+++ EXTRACTED INFORMATION +++
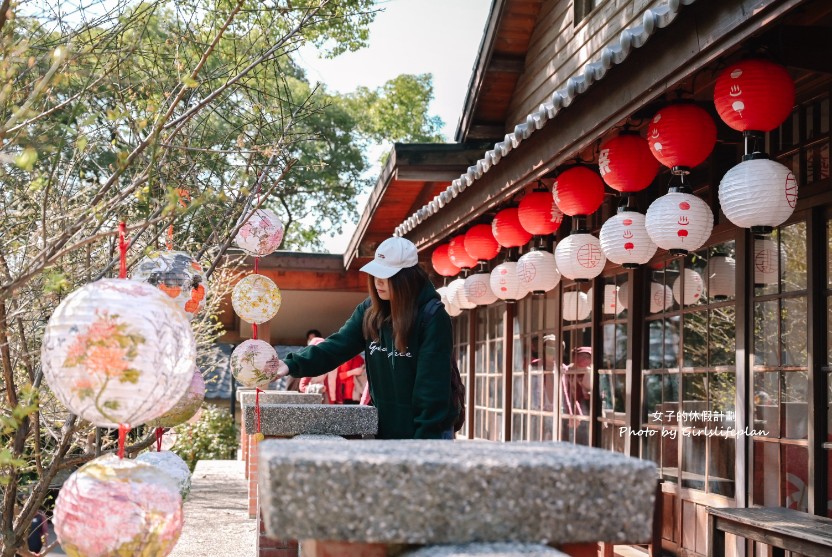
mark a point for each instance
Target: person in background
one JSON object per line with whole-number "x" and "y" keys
{"x": 407, "y": 355}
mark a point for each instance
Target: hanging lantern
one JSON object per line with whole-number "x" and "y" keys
{"x": 681, "y": 136}
{"x": 694, "y": 286}
{"x": 754, "y": 94}
{"x": 141, "y": 509}
{"x": 624, "y": 240}
{"x": 441, "y": 261}
{"x": 679, "y": 222}
{"x": 538, "y": 213}
{"x": 578, "y": 191}
{"x": 118, "y": 351}
{"x": 721, "y": 273}
{"x": 507, "y": 229}
{"x": 480, "y": 242}
{"x": 187, "y": 405}
{"x": 579, "y": 257}
{"x": 538, "y": 272}
{"x": 458, "y": 255}
{"x": 759, "y": 194}
{"x": 256, "y": 299}
{"x": 169, "y": 463}
{"x": 178, "y": 275}
{"x": 254, "y": 363}
{"x": 626, "y": 163}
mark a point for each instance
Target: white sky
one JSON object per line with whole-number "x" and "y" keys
{"x": 440, "y": 37}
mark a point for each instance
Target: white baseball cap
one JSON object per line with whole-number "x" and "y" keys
{"x": 392, "y": 255}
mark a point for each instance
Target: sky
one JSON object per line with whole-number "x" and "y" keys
{"x": 440, "y": 37}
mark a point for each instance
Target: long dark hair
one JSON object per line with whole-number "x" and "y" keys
{"x": 402, "y": 308}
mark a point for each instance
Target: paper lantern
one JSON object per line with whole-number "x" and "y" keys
{"x": 261, "y": 234}
{"x": 681, "y": 135}
{"x": 624, "y": 240}
{"x": 178, "y": 275}
{"x": 441, "y": 261}
{"x": 626, "y": 163}
{"x": 578, "y": 191}
{"x": 458, "y": 255}
{"x": 538, "y": 272}
{"x": 754, "y": 95}
{"x": 507, "y": 229}
{"x": 254, "y": 363}
{"x": 538, "y": 213}
{"x": 113, "y": 506}
{"x": 759, "y": 194}
{"x": 478, "y": 289}
{"x": 679, "y": 222}
{"x": 694, "y": 286}
{"x": 256, "y": 299}
{"x": 579, "y": 257}
{"x": 576, "y": 306}
{"x": 118, "y": 351}
{"x": 721, "y": 273}
{"x": 187, "y": 405}
{"x": 169, "y": 463}
{"x": 456, "y": 295}
{"x": 480, "y": 242}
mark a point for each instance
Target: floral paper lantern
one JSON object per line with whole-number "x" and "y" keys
{"x": 178, "y": 275}
{"x": 261, "y": 234}
{"x": 171, "y": 464}
{"x": 694, "y": 286}
{"x": 256, "y": 299}
{"x": 679, "y": 222}
{"x": 579, "y": 257}
{"x": 538, "y": 272}
{"x": 478, "y": 289}
{"x": 118, "y": 351}
{"x": 624, "y": 240}
{"x": 759, "y": 194}
{"x": 754, "y": 94}
{"x": 254, "y": 363}
{"x": 113, "y": 506}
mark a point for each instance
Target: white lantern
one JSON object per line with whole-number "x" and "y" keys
{"x": 254, "y": 363}
{"x": 118, "y": 351}
{"x": 113, "y": 506}
{"x": 478, "y": 289}
{"x": 758, "y": 193}
{"x": 694, "y": 286}
{"x": 178, "y": 275}
{"x": 576, "y": 306}
{"x": 261, "y": 234}
{"x": 538, "y": 272}
{"x": 456, "y": 295}
{"x": 679, "y": 222}
{"x": 721, "y": 273}
{"x": 625, "y": 241}
{"x": 579, "y": 257}
{"x": 256, "y": 299}
{"x": 169, "y": 463}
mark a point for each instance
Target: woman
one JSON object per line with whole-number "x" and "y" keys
{"x": 407, "y": 355}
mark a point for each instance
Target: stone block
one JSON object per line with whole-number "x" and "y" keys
{"x": 441, "y": 492}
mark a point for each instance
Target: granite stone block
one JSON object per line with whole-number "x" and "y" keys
{"x": 442, "y": 492}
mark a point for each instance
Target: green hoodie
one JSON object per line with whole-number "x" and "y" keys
{"x": 412, "y": 391}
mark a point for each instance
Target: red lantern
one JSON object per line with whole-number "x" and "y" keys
{"x": 507, "y": 229}
{"x": 681, "y": 135}
{"x": 441, "y": 262}
{"x": 754, "y": 95}
{"x": 538, "y": 213}
{"x": 579, "y": 191}
{"x": 480, "y": 242}
{"x": 458, "y": 255}
{"x": 626, "y": 164}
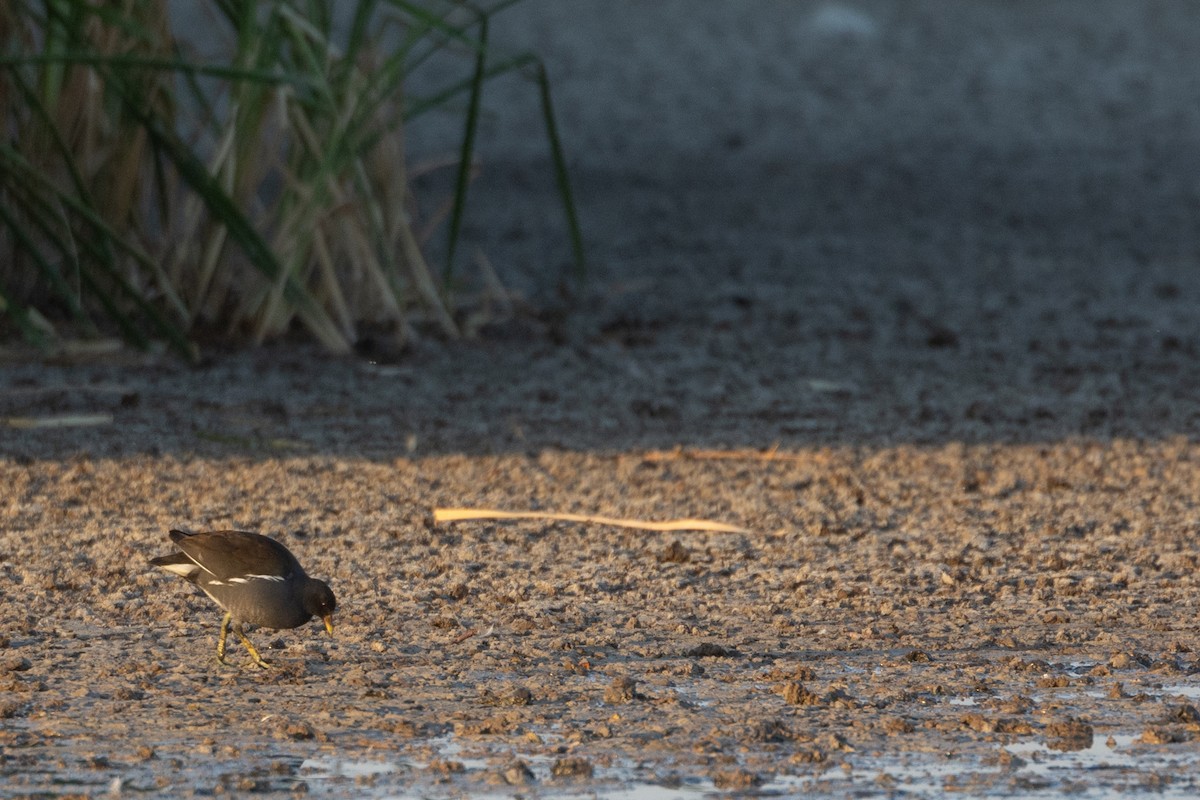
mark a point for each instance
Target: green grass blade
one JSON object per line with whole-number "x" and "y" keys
{"x": 467, "y": 150}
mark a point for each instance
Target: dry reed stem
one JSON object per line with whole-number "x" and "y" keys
{"x": 679, "y": 453}
{"x": 459, "y": 515}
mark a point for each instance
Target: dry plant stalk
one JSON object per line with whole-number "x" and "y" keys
{"x": 459, "y": 515}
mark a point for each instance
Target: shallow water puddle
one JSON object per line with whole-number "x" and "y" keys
{"x": 1121, "y": 761}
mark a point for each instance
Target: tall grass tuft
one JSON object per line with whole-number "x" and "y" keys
{"x": 147, "y": 187}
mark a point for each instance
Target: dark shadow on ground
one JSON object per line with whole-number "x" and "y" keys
{"x": 905, "y": 226}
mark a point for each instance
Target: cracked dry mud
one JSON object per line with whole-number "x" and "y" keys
{"x": 919, "y": 313}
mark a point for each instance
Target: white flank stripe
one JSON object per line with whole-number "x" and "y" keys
{"x": 214, "y": 599}
{"x": 185, "y": 570}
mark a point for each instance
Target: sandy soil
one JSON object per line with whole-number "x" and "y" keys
{"x": 906, "y": 289}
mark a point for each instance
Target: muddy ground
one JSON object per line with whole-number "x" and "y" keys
{"x": 907, "y": 290}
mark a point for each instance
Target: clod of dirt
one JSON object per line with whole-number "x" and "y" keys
{"x": 621, "y": 690}
{"x": 294, "y": 731}
{"x": 490, "y": 726}
{"x": 505, "y": 696}
{"x": 736, "y": 780}
{"x": 571, "y": 768}
{"x": 15, "y": 663}
{"x": 1128, "y": 661}
{"x": 1162, "y": 735}
{"x": 444, "y": 767}
{"x": 1185, "y": 713}
{"x": 796, "y": 695}
{"x": 675, "y": 553}
{"x": 519, "y": 774}
{"x": 1068, "y": 735}
{"x": 712, "y": 650}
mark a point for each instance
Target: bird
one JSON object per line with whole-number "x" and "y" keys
{"x": 253, "y": 578}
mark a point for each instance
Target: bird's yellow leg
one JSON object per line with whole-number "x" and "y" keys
{"x": 253, "y": 653}
{"x": 225, "y": 632}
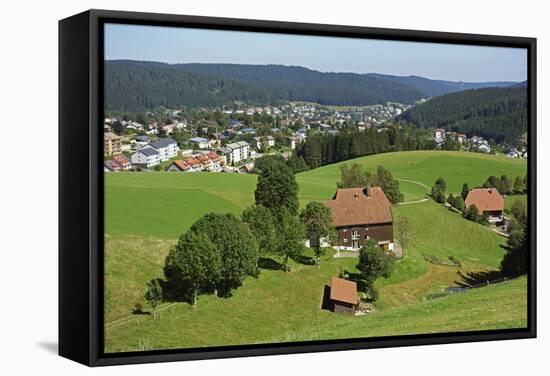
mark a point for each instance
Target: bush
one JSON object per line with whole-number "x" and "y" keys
{"x": 455, "y": 261}
{"x": 137, "y": 309}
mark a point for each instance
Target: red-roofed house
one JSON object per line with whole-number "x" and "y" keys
{"x": 195, "y": 164}
{"x": 359, "y": 214}
{"x": 123, "y": 162}
{"x": 179, "y": 166}
{"x": 488, "y": 202}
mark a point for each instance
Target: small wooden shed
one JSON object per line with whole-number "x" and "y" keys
{"x": 343, "y": 295}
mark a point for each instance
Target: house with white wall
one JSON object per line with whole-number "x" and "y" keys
{"x": 167, "y": 148}
{"x": 146, "y": 157}
{"x": 237, "y": 151}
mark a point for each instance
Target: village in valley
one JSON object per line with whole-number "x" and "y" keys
{"x": 359, "y": 227}
{"x": 306, "y": 199}
{"x": 238, "y": 137}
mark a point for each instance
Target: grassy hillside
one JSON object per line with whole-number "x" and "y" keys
{"x": 146, "y": 212}
{"x": 166, "y": 204}
{"x": 279, "y": 307}
{"x": 417, "y": 166}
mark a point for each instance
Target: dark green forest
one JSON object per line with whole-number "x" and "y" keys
{"x": 322, "y": 149}
{"x": 493, "y": 113}
{"x": 140, "y": 86}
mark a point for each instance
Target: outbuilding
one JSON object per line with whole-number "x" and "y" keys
{"x": 343, "y": 295}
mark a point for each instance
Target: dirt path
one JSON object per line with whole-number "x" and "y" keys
{"x": 412, "y": 290}
{"x": 131, "y": 318}
{"x": 417, "y": 183}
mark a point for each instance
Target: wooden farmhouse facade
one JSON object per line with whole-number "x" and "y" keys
{"x": 360, "y": 214}
{"x": 488, "y": 202}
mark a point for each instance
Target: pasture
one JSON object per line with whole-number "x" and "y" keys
{"x": 147, "y": 212}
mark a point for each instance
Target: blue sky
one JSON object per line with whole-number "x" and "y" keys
{"x": 325, "y": 54}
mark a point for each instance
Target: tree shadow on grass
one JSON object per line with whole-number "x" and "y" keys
{"x": 140, "y": 311}
{"x": 326, "y": 304}
{"x": 269, "y": 264}
{"x": 357, "y": 278}
{"x": 474, "y": 279}
{"x": 304, "y": 260}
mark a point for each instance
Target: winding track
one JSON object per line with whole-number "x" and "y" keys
{"x": 417, "y": 183}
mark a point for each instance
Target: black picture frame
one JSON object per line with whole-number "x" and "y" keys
{"x": 81, "y": 188}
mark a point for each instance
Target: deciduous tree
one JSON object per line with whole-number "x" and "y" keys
{"x": 317, "y": 219}
{"x": 277, "y": 188}
{"x": 153, "y": 295}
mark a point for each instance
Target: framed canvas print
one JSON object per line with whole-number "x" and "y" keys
{"x": 236, "y": 187}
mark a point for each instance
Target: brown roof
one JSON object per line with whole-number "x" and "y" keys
{"x": 213, "y": 156}
{"x": 343, "y": 290}
{"x": 110, "y": 136}
{"x": 192, "y": 162}
{"x": 352, "y": 206}
{"x": 121, "y": 159}
{"x": 485, "y": 199}
{"x": 181, "y": 165}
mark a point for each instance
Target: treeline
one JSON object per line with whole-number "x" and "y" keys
{"x": 295, "y": 83}
{"x": 322, "y": 149}
{"x": 499, "y": 114}
{"x": 138, "y": 86}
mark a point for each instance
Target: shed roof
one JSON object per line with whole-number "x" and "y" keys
{"x": 485, "y": 199}
{"x": 343, "y": 290}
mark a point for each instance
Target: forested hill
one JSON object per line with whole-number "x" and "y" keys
{"x": 434, "y": 88}
{"x": 497, "y": 113}
{"x": 139, "y": 86}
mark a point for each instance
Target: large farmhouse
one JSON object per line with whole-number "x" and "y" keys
{"x": 359, "y": 214}
{"x": 488, "y": 202}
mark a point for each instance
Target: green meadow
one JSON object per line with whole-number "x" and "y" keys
{"x": 146, "y": 213}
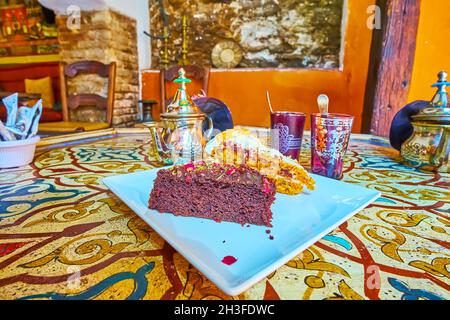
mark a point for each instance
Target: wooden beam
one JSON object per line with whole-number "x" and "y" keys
{"x": 392, "y": 61}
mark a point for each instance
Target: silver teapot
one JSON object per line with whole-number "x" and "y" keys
{"x": 179, "y": 137}
{"x": 429, "y": 146}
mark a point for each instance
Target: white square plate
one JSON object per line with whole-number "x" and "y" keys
{"x": 298, "y": 222}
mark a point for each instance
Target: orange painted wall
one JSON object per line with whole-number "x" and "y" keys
{"x": 432, "y": 48}
{"x": 293, "y": 89}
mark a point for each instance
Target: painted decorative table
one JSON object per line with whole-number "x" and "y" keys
{"x": 63, "y": 235}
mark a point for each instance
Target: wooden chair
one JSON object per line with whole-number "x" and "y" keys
{"x": 192, "y": 72}
{"x": 71, "y": 102}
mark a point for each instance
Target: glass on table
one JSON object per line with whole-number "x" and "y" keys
{"x": 330, "y": 135}
{"x": 287, "y": 132}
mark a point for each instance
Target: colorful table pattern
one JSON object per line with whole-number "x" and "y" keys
{"x": 63, "y": 235}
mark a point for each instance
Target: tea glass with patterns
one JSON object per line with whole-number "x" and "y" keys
{"x": 330, "y": 136}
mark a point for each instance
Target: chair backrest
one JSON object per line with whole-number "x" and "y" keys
{"x": 76, "y": 100}
{"x": 192, "y": 72}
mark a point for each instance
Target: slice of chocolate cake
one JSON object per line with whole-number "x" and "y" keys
{"x": 213, "y": 191}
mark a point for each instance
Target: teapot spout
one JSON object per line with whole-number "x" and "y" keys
{"x": 160, "y": 149}
{"x": 441, "y": 157}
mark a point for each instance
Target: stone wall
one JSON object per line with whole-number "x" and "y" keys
{"x": 105, "y": 36}
{"x": 271, "y": 33}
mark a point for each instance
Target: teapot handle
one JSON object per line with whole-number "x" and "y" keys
{"x": 210, "y": 131}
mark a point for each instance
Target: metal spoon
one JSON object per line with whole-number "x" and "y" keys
{"x": 323, "y": 101}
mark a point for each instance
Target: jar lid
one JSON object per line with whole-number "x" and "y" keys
{"x": 439, "y": 109}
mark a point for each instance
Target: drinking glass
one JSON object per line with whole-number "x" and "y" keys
{"x": 330, "y": 135}
{"x": 287, "y": 132}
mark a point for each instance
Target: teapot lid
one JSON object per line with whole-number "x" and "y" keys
{"x": 439, "y": 108}
{"x": 182, "y": 105}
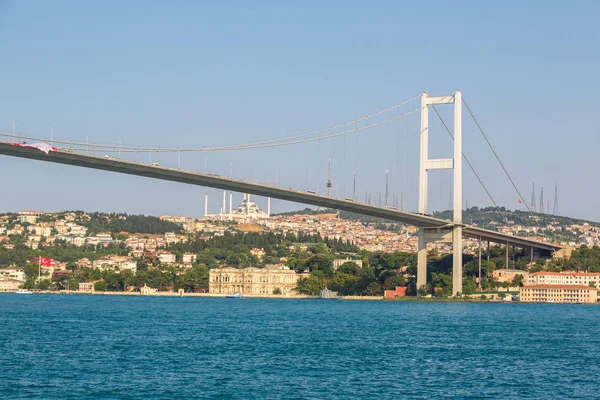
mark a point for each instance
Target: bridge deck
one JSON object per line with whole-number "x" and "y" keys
{"x": 64, "y": 156}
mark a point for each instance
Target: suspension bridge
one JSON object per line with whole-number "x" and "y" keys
{"x": 378, "y": 146}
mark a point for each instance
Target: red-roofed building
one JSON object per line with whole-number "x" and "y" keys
{"x": 400, "y": 291}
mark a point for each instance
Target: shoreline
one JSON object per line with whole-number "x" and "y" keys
{"x": 292, "y": 297}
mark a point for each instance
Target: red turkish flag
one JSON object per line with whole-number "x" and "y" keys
{"x": 45, "y": 261}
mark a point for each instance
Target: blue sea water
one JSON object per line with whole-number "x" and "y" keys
{"x": 104, "y": 347}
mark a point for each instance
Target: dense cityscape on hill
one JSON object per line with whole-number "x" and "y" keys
{"x": 345, "y": 253}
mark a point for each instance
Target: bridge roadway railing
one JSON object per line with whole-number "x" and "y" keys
{"x": 113, "y": 164}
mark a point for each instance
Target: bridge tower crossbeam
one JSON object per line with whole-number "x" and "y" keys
{"x": 425, "y": 166}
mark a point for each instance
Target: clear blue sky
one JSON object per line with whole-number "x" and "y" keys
{"x": 194, "y": 73}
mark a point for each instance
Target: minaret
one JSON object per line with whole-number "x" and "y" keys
{"x": 354, "y": 189}
{"x": 532, "y": 205}
{"x": 329, "y": 179}
{"x": 555, "y": 207}
{"x": 386, "y": 188}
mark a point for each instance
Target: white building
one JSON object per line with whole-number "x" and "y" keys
+++
How many lines in the rows above contain the string "wooden"? Reply with the number alone.

4